*Texto extraído:*
——————————
1) Evolução histórica das normas de segurança, higiene e medicina do trabalho: Não julgamos oportuno, na abertura do Capítulo sobre segurança, higiene e medicina do trabalho, analisar o Direito do Trabalho à luz das ideologias que tentam explicar isto ou aquilo, como a importância da liberdade, a função social da propriedade privada, a submissão do Estado aos fins últimos da vida humana e assim por diante.
Conhecemos o magistério de Camerlynck e Lyon-Caen a propósito da característica do Direito do Trabalho francês que é a de manter-se afastado da técnica jurídica para situar-se bem perto das lutas ideológicas (“Derecho del Trabajo”, Ediciones Aguilar, 1974, Madrid, p. 39-40). Sabemos, outrossim, ser o Direito do Trabalho francês o antípoda do Direito anglo-saxão, marcado pelo empirismo resultante do permanente contato com as reivindicações cotidianas das classes trabalhadoras.
Que dizer do nosso Direito do Trabalho? Na terceira década do século passado, quando veio tomar lugar em nosso ordenamento jurídico, não se percebiam em suas raízes quaisquer traços de liberalismo, de socialismo ou comunismo em intensidade capaz de influenciar sua estrutura e seus institutos. O que se viu, então, foi a vontade autoritária do homem — Getúlio Vargas — editando leis, atropeladamente, ao arrepio de reais necessidades do meio social, mas que, sem dúvida alguma, o tornaram bastante popular. Embora se diga que, no plano político, antes de 1930, quando ascendeu ao poder, era ele classificado como um liberal, o certo é que foi buscar no modelo jurídico da Itália de Mussolini a inspiração para muitas das normas que ainda se agasalham em nossa Consolidação das Leis do Trabalho, sobretudo as que compõem nosso direito sindical. No Brasil, o intervencionismo estatal nas relações do trabalho acentuou-se consideravelmente de 1930 para cá. Aliás, em todos os países do mundo, essa ingerência oficial nas relações de trabalho é, atualmente, uma constante.
Através das numerosas e longas etapas da história humana, vemos o homem trabalhando exposto aos mais variados riscos. Todavia, o Poder Público, no mais das vezes, sempre voltou sua atenção para a segurança do trabalho muito depois de haver cuidado de outros aspectos da vida laboral: remuneração, duração da jornada etc.
Quando a Revolução Industrial e o progresso galopante da ciência e da tecnologia vieram diversificar as atividades industriais, novas ameaças à saúde do trabalhador se manifestaram.
——————————
*Tarefas a cumprir:*
1. Traduza para o inglês esta frase do texto sobre a evolução das normas de segurança do trabalho: "Quando a Revolução Industrial e o progresso galopante da ciência e da tecnologia vieram diversificar as atividades industriais, novas ameaças à saúde do trabalhador se manifestaram."
2. Prolongue o texto sobre a evolução das normas de segurança do trabalho a partir do ponto em que ele termina.
Os dados que vêm a seguir são um material à parte, independente do texto.

*Dados fornecidos:*
——————————
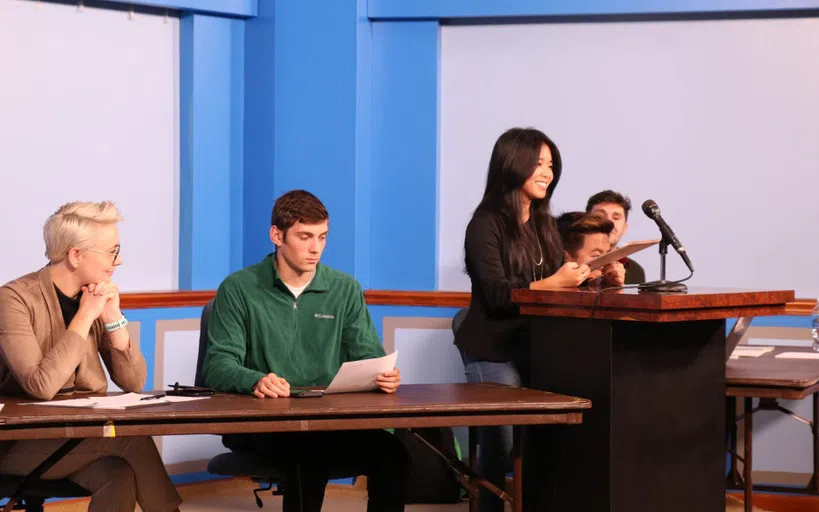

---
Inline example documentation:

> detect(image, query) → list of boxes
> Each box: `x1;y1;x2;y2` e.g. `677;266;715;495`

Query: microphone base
637;281;688;293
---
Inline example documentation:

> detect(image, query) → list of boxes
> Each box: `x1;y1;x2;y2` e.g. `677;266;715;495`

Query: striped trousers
0;437;182;512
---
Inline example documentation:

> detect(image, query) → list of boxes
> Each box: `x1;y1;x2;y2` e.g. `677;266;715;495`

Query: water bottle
810;299;819;352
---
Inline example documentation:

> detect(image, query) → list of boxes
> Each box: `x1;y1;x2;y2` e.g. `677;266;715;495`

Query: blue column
179;14;244;290
369;21;438;290
244;0;369;278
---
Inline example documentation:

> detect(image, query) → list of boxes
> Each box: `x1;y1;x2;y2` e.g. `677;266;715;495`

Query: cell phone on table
290;388;324;398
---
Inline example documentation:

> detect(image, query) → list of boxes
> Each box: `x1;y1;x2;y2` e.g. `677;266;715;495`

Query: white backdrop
0;0;179;291
446;18;819;297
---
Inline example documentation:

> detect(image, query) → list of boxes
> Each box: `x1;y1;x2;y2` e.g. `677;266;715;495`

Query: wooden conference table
0;384;591;511
725;347;819;511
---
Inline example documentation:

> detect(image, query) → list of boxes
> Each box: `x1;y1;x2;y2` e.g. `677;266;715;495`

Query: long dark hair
468;128;563;280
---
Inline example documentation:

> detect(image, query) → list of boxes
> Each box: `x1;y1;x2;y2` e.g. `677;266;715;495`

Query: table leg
725;396;739;489
743;398;754;512
512;426;523;512
3;438;83;512
469;427;480;512
808;393;819;494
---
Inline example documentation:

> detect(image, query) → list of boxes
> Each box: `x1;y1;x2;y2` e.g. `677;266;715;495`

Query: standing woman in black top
455;128;589;512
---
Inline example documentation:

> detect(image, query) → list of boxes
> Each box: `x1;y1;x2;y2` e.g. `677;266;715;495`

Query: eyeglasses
88;244;122;265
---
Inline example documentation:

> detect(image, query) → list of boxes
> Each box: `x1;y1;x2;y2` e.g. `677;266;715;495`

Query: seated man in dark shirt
586;190;646;284
557;212;626;286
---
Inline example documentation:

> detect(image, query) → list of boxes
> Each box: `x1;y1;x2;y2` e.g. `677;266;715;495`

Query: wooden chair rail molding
121;290;816;315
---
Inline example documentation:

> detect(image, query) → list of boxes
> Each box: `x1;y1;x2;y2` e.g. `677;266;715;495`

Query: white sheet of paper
586;238;660;271
22;398;95;407
776;352;819;359
324;350;398;394
165;396;210;404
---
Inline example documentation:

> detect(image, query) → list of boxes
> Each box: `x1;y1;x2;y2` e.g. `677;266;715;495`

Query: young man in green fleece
202;190;409;512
——————————
*Respostas por tarefa:*
1. When the Industrial Revolution and the galloping progress of science and technology came to diversify industrial activities, new threats to workers' health emerged.

2.
A corrida desenfreada ao lucro e a satisfação de necessidades individuais ou coletivas, criadas artificialmente, não permitiam que se fizesse uma pausa para eliminar o sofrimento imposto ao trabalhador pelas máquinas e pelos processos de produção que o engenho humano engendrou. Ademais, qualquer pretensão mais ousada, no sentido de restringir o uso dos bens e equipamentos do empresário, a fim de proporcionar maior segurança ao trabalhador, esbarrava na concepção da propriedade privada como um dos pilares da sociedade saída das entranhas da Revolução
Industrial, alimentada pelos princípios do liberalismo político e econômico.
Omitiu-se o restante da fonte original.